(Point-per-instance localization data)
- Opening Delimiter -

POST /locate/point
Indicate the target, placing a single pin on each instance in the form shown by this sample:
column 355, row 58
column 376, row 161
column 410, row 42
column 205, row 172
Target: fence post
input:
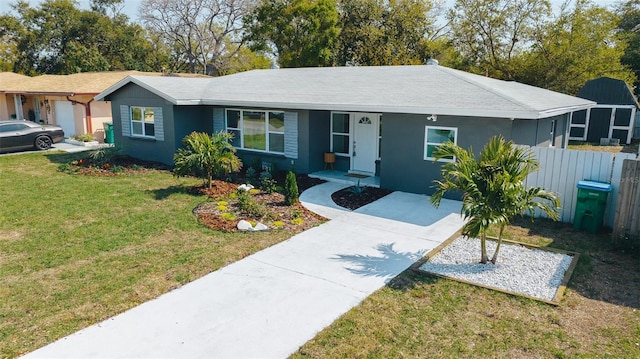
column 627, row 219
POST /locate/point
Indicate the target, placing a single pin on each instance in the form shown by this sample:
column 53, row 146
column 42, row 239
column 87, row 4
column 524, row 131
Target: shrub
column 249, row 205
column 251, row 175
column 104, row 155
column 290, row 189
column 267, row 183
column 206, row 156
column 85, row 137
column 228, row 216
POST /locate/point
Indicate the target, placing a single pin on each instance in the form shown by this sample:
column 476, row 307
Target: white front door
column 365, row 143
column 65, row 118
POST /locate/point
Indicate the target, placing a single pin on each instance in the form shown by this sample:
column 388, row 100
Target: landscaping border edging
column 558, row 294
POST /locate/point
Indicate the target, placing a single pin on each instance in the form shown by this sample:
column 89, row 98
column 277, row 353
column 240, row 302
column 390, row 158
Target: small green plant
column 251, row 175
column 228, row 216
column 85, row 137
column 206, row 156
column 267, row 183
column 68, row 168
column 357, row 188
column 291, row 189
column 104, row 155
column 249, row 205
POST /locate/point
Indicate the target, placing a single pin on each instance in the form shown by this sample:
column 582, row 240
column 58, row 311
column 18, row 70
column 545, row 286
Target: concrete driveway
column 272, row 302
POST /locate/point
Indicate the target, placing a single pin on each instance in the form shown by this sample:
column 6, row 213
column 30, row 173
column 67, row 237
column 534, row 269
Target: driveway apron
column 269, row 304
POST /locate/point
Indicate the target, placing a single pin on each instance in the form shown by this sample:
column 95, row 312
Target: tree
column 377, row 32
column 291, row 189
column 206, row 156
column 492, row 186
column 580, row 44
column 629, row 30
column 492, row 34
column 299, row 32
column 204, row 35
column 58, row 38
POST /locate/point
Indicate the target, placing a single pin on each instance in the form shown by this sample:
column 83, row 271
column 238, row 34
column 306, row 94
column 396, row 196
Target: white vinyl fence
column 560, row 171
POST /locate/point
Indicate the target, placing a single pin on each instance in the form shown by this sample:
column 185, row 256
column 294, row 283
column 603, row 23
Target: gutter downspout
column 87, row 112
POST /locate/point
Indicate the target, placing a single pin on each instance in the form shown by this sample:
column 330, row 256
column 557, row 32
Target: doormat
column 356, row 175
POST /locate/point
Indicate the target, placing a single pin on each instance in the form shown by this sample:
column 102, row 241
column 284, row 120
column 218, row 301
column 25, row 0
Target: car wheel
column 43, row 143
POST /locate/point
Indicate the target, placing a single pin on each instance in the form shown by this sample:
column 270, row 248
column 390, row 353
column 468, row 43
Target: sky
column 131, row 6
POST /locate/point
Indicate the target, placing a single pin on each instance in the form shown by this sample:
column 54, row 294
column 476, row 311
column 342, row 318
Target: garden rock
column 246, row 226
column 246, row 187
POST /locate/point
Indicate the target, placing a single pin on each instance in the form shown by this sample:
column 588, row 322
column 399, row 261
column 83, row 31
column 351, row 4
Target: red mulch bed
column 295, row 218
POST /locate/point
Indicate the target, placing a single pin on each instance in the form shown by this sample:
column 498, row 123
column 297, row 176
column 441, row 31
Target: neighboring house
column 613, row 117
column 383, row 121
column 64, row 100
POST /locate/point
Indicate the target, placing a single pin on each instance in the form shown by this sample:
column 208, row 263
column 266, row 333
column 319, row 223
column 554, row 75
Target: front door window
column 365, row 143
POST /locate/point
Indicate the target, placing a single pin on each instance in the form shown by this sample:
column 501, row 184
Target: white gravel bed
column 533, row 272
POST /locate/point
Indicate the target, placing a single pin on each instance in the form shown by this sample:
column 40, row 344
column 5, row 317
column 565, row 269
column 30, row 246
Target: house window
column 142, row 121
column 552, row 134
column 340, row 133
column 380, row 138
column 435, row 136
column 256, row 130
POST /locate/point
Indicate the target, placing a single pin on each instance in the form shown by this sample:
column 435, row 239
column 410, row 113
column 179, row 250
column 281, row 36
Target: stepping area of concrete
column 269, row 304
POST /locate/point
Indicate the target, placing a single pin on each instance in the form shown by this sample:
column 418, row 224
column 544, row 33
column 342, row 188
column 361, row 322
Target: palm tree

- Closing Delimiter -

*What the task asks*:
Please return only the lines above, starting at the line that has "Target: white front door" and ending at the line that has "column 534, row 269", keeping both and leaving each one unchanged.

*Written answer*:
Target: white front door
column 365, row 143
column 65, row 118
POST /locate/point
Indicate the target, placing a single pin on each instance in the form shown by this sample:
column 388, row 100
Target: landscaping border edging
column 558, row 294
POST /locate/point
Indicate the target, placing a single pin on each instance in the form shown by this sample:
column 89, row 98
column 277, row 353
column 240, row 302
column 390, row 158
Target: small green plant
column 251, row 175
column 228, row 216
column 85, row 137
column 206, row 156
column 267, row 183
column 68, row 168
column 357, row 188
column 291, row 189
column 104, row 155
column 249, row 205
POST /locate/point
Indicate the target, placing a single pin on each instance in the form shown by this sample:
column 582, row 240
column 58, row 311
column 18, row 70
column 545, row 286
Target: concrete driveway
column 272, row 302
POST /locate/point
Indicate the target, placing a single pin on each instance in the form shown by this sample:
column 6, row 213
column 30, row 173
column 67, row 237
column 534, row 269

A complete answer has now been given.